> **Challenge**
Update every item below, swapping "pointer" for "locator" wherever it occurs and keeping every other line unchanged.

— Start Available data —

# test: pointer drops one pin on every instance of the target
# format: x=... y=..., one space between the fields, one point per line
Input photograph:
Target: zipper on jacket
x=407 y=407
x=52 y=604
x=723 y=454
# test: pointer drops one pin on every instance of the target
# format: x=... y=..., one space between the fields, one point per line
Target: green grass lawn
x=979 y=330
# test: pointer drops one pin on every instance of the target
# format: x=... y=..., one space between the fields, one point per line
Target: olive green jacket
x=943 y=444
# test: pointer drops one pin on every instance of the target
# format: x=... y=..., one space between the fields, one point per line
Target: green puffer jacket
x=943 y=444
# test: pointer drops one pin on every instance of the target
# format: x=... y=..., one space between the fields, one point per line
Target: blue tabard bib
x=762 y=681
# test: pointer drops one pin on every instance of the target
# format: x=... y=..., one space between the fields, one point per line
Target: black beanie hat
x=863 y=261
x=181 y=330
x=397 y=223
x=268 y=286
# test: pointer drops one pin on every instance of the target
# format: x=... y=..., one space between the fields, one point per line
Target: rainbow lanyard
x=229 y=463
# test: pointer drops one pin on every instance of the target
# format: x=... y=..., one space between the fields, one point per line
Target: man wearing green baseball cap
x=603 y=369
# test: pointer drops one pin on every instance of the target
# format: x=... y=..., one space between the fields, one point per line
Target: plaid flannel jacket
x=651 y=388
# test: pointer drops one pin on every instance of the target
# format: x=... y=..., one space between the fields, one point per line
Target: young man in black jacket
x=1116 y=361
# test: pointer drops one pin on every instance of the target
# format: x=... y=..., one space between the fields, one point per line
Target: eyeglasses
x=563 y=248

— End Available data —

> **The answer**
# test: locator drops one pin on every instance of the target
# format: x=... y=..., one space between the fields, one point per line
Input photograph:
Target: zipper on jacket
x=407 y=407
x=52 y=604
x=723 y=454
# test: locator drops one pin on every instance of the target
# format: x=... y=..., one space between the fields, one point per line
Target: green grass lawn
x=979 y=330
# test: locator drops one pin on every instance of the target
# format: x=... y=..., one space between the fields, one point per line
Target: olive green jacket
x=943 y=444
# test: locator drops one pin on every instance of the target
# format: x=... y=..., one space between the fields, one point per line
Target: green puffer jacket
x=943 y=444
# test: locator drops one pin on every instance of the target
# format: x=... y=..., one space between the fields, one point per line
Target: blue tabard bib
x=762 y=681
# test: locator drops one pin on every instance of the target
# format: x=... y=..., one space between the fields, one point per line
Target: black beanie hat
x=863 y=261
x=181 y=330
x=397 y=223
x=268 y=286
# test: locator drops one pin on every instance of the target
# format: x=... y=..., one space between the fields, one point per line
Target: rainbow lanyard
x=229 y=463
# test: locator drops one pin on every instance of the target
# format: x=... y=..., one space between the fields, one point per line
Target: man wearing green baseball cap
x=603 y=369
# test: locator drops one pin on every instance of the target
# format: x=... y=..., one space between the fields, one point per line
Target: plaid flannel jacket
x=651 y=388
# test: locator drops one pin on every instance of the target
# format: x=... y=..., one space between the fields, one point per line
Target: young man in black jacket
x=1116 y=361
# test: locator drops one pin on every instance of the target
# format: x=... y=..., one space between the fields, one point per line
Target: eyeglasses
x=563 y=248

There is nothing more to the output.